→ Extract provided
-----

While any defeat is ultimately disappoint-ing, Worthing losing to high-flying Havant & Waterlooville on Tuesday, in a game they could have possibly drawn or even won, needs to be put into some kind of context.
Reading the Rebels’ forum and listening to fans in and around the ground, occasional frustration is part of a football supporter’s DNA, along with periods of elation and even despair.
A well worn cliché I know but you really can’t win them all, regardless of good old expectation.
Let’s rewind 24 months, the club on the precipice of disaster, with extinction a real possibility.
The memories of November and December, 2014, will live with me forever, a genuine fear the club had reached the end of the road, then George Dowell arrived on the scene and the rest is the stuff of local sporting legend.
Today the club now boasts a state-of-the-art playing surface, stadium facilities the envy of many in the Ryman League, a young, talented squad and a management team who work very well together and whose specific qualities compliment each other.
Cliché alert (again), it truly is a marathon not a sprint and the ultimate acid test is not just how the club looks from the inside, it’s the feedback you receive from other clubs that ultimately buoys you.
Havant & Waterlooville are a good barometer for Worthing, a well-run, ambitious club, with clear designs on climbing the football pyramid.
In the space of eight weeks, we’ve had two classic encounters with them, which arguably could have gone either way on both occasions, yet when you look at the respective playing budgets the Hampshire outfit dwarf Worthing.
If you can be gracious in victory, the gents from Havant certainly were – but perhaps more importantly they went to great lengths to stress how, in their opinion, Worthing were getting it right both on and off the field.
I’d never want any of us to stop being passionate about Worthing Football Club but maybe before some people criticise, they should look at the fact that the positives far outweigh the negatives.
Exciting times ahead at Sussex County Cricket Club with the news of the appointment of former England rugby union legend Rob Andrew as the new incoming chief executive.
Having played first-class cricket while at university, Andrew starts his job at Hove in the New Year and, after a couple of disappointing years at Sussex, it’s probably just what the club need.
And, finally... Well, as Greavsie did say, “It’s a funny old game”. I found a programme from the dark days at Gillingham, when the Albion attracted crowds of less than 2,000.
Who would have thought, a decade or so later, 30,000-plus would pack into the Amex on a Friday night for a game which is also being shown live on TV, while the following day the Premier League ‘giants’ from Croydon can’t get 25,000 to watch a 3pm kick-off against arguably one of the best teams in the country.

-----

→ Collected data entries
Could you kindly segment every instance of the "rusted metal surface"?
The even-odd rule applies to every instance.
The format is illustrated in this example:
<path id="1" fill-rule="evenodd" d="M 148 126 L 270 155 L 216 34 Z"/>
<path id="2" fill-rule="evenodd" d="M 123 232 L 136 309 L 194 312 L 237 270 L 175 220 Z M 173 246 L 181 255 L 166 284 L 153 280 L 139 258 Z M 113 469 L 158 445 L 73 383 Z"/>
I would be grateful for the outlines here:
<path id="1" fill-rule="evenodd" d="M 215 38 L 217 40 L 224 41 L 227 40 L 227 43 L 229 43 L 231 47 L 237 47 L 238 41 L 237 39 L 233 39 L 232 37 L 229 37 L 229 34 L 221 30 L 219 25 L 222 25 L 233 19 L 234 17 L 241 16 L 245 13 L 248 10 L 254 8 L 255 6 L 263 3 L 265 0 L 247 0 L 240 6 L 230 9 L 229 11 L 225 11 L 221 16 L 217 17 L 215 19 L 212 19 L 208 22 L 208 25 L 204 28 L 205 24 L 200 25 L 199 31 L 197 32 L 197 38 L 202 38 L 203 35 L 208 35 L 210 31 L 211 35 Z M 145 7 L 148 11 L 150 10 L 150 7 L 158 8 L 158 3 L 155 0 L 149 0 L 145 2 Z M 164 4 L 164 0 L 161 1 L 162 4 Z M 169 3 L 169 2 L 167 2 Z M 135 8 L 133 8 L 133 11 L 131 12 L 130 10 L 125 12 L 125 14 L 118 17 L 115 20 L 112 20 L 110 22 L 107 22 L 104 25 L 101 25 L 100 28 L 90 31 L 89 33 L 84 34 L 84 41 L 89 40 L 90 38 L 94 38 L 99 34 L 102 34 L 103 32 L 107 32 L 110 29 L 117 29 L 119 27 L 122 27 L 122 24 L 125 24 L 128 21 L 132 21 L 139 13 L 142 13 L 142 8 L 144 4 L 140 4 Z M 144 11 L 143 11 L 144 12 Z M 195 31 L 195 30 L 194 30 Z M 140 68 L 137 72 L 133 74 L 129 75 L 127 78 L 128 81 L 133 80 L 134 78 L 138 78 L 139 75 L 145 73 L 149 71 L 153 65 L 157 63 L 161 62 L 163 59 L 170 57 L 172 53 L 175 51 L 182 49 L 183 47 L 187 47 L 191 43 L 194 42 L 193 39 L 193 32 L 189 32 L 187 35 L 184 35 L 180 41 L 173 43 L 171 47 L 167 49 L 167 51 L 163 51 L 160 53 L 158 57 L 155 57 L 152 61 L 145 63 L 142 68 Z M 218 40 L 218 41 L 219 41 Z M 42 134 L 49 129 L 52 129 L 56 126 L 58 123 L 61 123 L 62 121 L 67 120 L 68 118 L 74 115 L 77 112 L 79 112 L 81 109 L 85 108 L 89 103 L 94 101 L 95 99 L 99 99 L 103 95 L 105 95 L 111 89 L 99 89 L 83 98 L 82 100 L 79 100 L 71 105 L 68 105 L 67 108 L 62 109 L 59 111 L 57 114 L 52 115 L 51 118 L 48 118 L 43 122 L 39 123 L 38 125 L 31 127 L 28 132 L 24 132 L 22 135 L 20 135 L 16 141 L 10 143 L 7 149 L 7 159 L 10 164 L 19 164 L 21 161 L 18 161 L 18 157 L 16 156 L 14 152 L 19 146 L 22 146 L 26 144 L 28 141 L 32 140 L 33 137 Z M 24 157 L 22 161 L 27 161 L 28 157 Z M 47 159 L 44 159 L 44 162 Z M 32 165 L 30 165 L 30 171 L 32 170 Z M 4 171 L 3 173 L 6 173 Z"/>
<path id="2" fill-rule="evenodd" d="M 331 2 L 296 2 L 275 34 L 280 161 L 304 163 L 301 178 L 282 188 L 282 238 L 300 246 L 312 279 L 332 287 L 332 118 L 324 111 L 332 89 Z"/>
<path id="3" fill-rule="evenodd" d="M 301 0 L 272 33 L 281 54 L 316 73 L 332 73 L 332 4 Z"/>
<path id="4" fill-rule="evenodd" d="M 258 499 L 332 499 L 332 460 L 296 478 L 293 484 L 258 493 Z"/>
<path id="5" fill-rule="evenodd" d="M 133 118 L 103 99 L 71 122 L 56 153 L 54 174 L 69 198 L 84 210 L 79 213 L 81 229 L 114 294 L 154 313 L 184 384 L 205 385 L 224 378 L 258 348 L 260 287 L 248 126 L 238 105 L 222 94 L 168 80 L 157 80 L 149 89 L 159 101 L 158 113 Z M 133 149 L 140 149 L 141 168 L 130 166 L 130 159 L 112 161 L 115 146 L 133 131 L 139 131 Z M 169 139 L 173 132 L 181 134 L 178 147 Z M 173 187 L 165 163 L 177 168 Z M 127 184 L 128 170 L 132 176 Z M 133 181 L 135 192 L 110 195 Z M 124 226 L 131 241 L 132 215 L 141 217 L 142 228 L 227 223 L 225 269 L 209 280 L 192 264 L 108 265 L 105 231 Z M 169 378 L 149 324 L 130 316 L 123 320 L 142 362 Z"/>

-----

→ Action item
Reproduce the sports column word for word, starting at "Exciting times ahead" and ending at "less than 2,000.".

→ Answer for the task
Exciting times ahead at Sussex County Cricket Club with the news of the appointment of former England rugby union legend Rob Andrew as the new incoming chief executive.
Having played first-class cricket while at university, Andrew starts his job at Hove in the New Year and, after a couple of disappointing years at Sussex, it’s probably just what the club need.
And, finally... Well, as Greavsie did say, “It’s a funny old game”. I found a programme from the dark days at Gillingham, when the Albion attracted crowds of less than 2,000.